Written task 1:
Answer these questions from the forum thread on Kerkhof hive plans:
(a) According to what Paraplegic Racehorse got from Michael Harvey, how wide is the gap between the walls?
(b) Which hive does BGhoney name as very similar to the Kerkhof hive?
(c) What kind of drawings is The Bix's friend putting together?

Text passage:
· · ·

# kerkhof hive plans ?



## BGhoney (Sep 26, 2007)

Humm, Maybe thats why I can't find it. I'll figure it out and build it from scratch, I'm just not sure how much gap to put between the 2 layered boxes. quarter inch sould be enough for air flow.


----------



## Ted n Ms (Apr 25, 2008)

When you find out let me know.


----------



## The Bix (Feb 18, 2010)

Have you guys found plans anywhere? I'm interested in the Kerkhof design as well.


----------



## greengecko (Dec 16, 2008)

Here are the patent drawings:

original patent

http://brevets-patents.ic.gc.ca/opic-cipo/cpd/eng/patent/1055313/page/1055313_19940420_drawings.pdf

http://brevets-patents.ic.gc.ca/opi...1055313/page/1055313_20031108_description.pdf

updated patent

http://brevets-patents.ic.gc.ca/opic-cipo/cpd/eng/patent/1120783/page/1120783_19940203_drawings.pdf

http://brevets-patents.ic.gc.ca/opi...1120783/page/1120783_20031104_description.pdf


----------



## fafrd (Aug 22, 2009)

BGhoney,

I hae seen picture of Kerkhof hives but do not really know much about them. Would you mind to breifly outline the advatages of this hive and what is motivating you to go to the trouble to building your own?

-fafrd


----------



## BGhoney (Sep 26, 2007)

From what I remember, They have 2 queens,The thought was that the 2 halfs of hives could compete with each other to get more honey and if 1 fails you still get honey, they are double walled with an air gape for better wintering, and summer heat, you add like 6 frame supers ontop of the brood nest . I'll look at these to plans and see if I want to make 1.

There is a hive out now, called the H3 hive, that is very similar, very expensive but cool. Google it.


----------



## Paraplegic Racehorse (Jan 25, 2007)

Having read the patents over several times, they actually cover TWO different hive systems. The first, the ventilated Kerkhoff hive, is a single-colony hive with all of Kerkhoff's fancy ventilation system. The second, the one that gathers the most attention, is the multi-queen hive, again with all the fancy schmancy ventilation stuff.

What I got from Michael Harvey is that the gap between walls is one bee-space.


----------



## The Bix (Feb 18, 2010)

A friend of mine is putting together AutoCAD or Solidworks technical drawings. Anyone want copies, contact me offline. It is in process, nothing is ready yet.


----------



## The Honey Girl's Boy (Jul 26, 2009)

· · ·

Dataset extract:
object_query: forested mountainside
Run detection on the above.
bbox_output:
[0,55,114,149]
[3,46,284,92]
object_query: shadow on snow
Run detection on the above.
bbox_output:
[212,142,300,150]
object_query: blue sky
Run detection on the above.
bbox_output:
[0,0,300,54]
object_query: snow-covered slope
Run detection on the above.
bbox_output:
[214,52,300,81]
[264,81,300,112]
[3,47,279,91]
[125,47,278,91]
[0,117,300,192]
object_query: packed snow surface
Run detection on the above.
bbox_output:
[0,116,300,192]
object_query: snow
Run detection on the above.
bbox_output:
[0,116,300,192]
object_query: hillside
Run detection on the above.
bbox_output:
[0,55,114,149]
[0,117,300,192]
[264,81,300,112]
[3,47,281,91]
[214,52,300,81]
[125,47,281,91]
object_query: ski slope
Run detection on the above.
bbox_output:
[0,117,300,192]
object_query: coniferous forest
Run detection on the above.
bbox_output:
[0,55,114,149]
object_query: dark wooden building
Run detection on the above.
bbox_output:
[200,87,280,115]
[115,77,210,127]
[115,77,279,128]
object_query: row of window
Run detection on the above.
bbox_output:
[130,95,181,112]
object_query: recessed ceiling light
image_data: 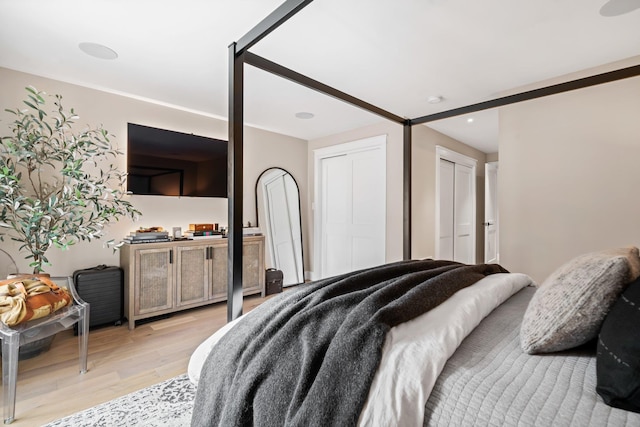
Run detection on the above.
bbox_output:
[600,0,640,17]
[78,42,118,59]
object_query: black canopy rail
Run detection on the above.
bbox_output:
[227,0,640,321]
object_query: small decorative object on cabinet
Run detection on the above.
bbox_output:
[120,236,265,329]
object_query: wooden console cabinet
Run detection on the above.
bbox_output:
[120,236,265,330]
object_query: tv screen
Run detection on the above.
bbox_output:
[127,123,227,197]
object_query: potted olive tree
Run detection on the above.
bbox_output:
[0,87,140,273]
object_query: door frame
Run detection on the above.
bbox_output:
[311,134,387,280]
[435,145,478,263]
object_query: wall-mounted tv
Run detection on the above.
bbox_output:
[127,123,227,197]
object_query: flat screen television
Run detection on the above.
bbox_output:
[127,123,227,197]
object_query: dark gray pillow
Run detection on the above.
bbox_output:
[520,247,640,354]
[596,279,640,412]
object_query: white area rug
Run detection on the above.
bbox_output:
[44,374,195,427]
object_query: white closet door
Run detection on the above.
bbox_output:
[453,163,475,264]
[319,142,386,278]
[438,159,456,260]
[436,146,476,264]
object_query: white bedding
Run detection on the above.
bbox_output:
[188,273,533,426]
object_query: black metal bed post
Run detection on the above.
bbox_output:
[227,43,244,322]
[227,0,313,321]
[402,120,412,260]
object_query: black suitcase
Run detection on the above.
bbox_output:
[73,265,124,329]
[265,268,283,295]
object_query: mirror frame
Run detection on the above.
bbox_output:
[254,166,305,286]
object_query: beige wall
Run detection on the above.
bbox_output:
[307,122,485,278]
[0,68,308,274]
[499,57,640,281]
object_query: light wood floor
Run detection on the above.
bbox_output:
[0,297,268,427]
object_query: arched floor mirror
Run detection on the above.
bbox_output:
[256,168,304,286]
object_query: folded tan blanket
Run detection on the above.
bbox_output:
[0,275,71,326]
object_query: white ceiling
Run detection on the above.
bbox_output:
[0,0,640,153]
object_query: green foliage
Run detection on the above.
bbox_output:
[0,87,140,273]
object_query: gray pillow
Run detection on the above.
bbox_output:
[520,247,640,354]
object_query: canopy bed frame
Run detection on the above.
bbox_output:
[227,0,640,321]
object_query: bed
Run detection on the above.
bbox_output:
[189,248,640,426]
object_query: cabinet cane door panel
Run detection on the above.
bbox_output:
[210,245,229,301]
[176,245,209,306]
[134,248,173,315]
[242,242,265,294]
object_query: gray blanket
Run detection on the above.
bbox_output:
[192,260,505,427]
[424,287,640,427]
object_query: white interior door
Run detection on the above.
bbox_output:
[314,138,386,278]
[484,162,500,264]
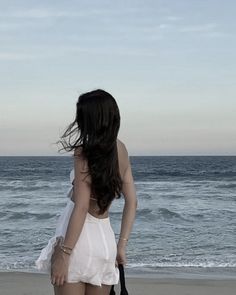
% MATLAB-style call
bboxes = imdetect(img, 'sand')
[0,272,236,295]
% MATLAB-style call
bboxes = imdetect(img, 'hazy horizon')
[0,0,236,156]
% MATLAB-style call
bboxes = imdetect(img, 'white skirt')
[35,190,119,286]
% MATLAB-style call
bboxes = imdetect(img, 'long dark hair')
[58,89,122,214]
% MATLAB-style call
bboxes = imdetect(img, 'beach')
[0,272,236,295]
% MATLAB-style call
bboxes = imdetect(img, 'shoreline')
[0,270,236,295]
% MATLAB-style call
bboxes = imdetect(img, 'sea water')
[0,156,236,277]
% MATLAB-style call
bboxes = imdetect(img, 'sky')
[0,0,236,156]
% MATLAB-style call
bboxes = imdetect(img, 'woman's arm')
[51,150,91,286]
[64,153,91,249]
[117,148,138,264]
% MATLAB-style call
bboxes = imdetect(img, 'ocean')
[0,156,236,277]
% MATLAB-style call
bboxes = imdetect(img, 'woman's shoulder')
[117,138,128,154]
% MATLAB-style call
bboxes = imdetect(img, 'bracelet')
[60,246,71,255]
[61,244,72,251]
[119,237,129,242]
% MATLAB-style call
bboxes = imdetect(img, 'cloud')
[178,23,218,33]
[0,8,113,19]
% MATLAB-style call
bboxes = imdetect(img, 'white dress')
[35,170,119,286]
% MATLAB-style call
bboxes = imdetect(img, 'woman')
[37,89,137,295]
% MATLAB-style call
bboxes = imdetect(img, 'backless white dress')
[35,170,119,286]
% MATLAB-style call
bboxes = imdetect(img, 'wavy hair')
[57,89,122,214]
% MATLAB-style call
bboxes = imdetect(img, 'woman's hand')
[51,239,70,286]
[116,244,126,265]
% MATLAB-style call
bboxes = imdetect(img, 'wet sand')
[0,272,236,295]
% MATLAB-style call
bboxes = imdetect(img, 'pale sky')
[0,0,236,156]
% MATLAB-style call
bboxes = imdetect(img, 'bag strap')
[110,264,129,295]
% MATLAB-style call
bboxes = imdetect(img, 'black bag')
[110,264,129,295]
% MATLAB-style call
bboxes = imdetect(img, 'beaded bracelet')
[119,237,129,242]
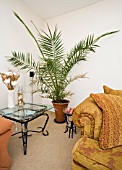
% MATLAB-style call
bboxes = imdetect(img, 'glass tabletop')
[0,103,53,123]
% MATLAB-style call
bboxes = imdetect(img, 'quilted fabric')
[103,85,122,97]
[90,93,122,149]
[72,137,122,170]
[72,97,102,140]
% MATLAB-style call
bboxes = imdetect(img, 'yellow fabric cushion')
[103,85,122,97]
[72,137,122,170]
[72,97,102,140]
[90,93,122,149]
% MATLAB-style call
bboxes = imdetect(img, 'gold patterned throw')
[90,93,122,149]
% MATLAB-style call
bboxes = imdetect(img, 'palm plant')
[8,12,118,103]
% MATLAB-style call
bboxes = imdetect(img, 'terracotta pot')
[52,100,69,123]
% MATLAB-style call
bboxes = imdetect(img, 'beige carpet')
[9,112,80,170]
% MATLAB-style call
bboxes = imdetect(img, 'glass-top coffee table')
[0,103,53,155]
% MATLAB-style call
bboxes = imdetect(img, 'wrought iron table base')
[12,113,49,155]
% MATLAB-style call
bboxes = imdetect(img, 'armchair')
[72,86,122,170]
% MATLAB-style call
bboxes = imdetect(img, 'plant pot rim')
[52,99,70,105]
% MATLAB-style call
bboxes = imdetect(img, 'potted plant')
[8,12,117,123]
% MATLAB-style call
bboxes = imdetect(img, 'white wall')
[47,0,122,107]
[0,0,43,108]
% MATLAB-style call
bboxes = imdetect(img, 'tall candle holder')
[29,70,35,103]
[0,70,20,108]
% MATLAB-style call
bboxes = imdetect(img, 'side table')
[64,108,76,138]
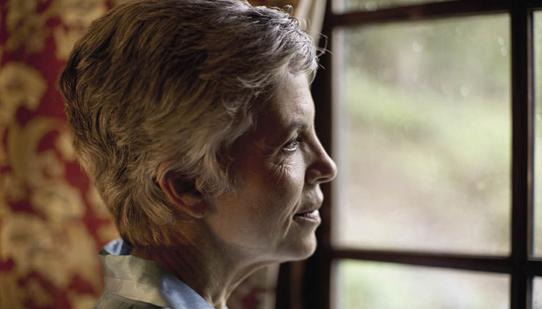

· · ·

Written task 2: Please put everything in the rows from the line containing "object_query: cabinet cane door panel" down to the line containing "[484,162,500,264]", both included, into a Markdown table. Use the columns No. and Content, and leave out blank lines.

Final result 1:
(a) One bee-space.
(b) The H3 hive.
(c) AutoCAD or Solidworks technical drawings.

Final result 2:
| No. | Content |
|---|---|
| 1 | object_query: cabinet cane door panel |
| 2 | Run detection on the above. |
| 3 | bbox_output: |
| 4 | [210,245,229,301] |
| 5 | [176,245,209,306] |
| 6 | [134,248,173,315] |
| 7 | [242,242,265,294] |
| 8 | object_query: gray blanket |
| 9 | Run detection on the above. |
| 10 | bbox_output: |
| 11 | [192,260,505,427] |
| 12 | [424,287,640,427] |
| 13 | object_query: white interior door |
| 14 | Run detection on the above. |
| 15 | bbox_output: |
| 16 | [314,138,386,278] |
| 17 | [484,162,500,264] |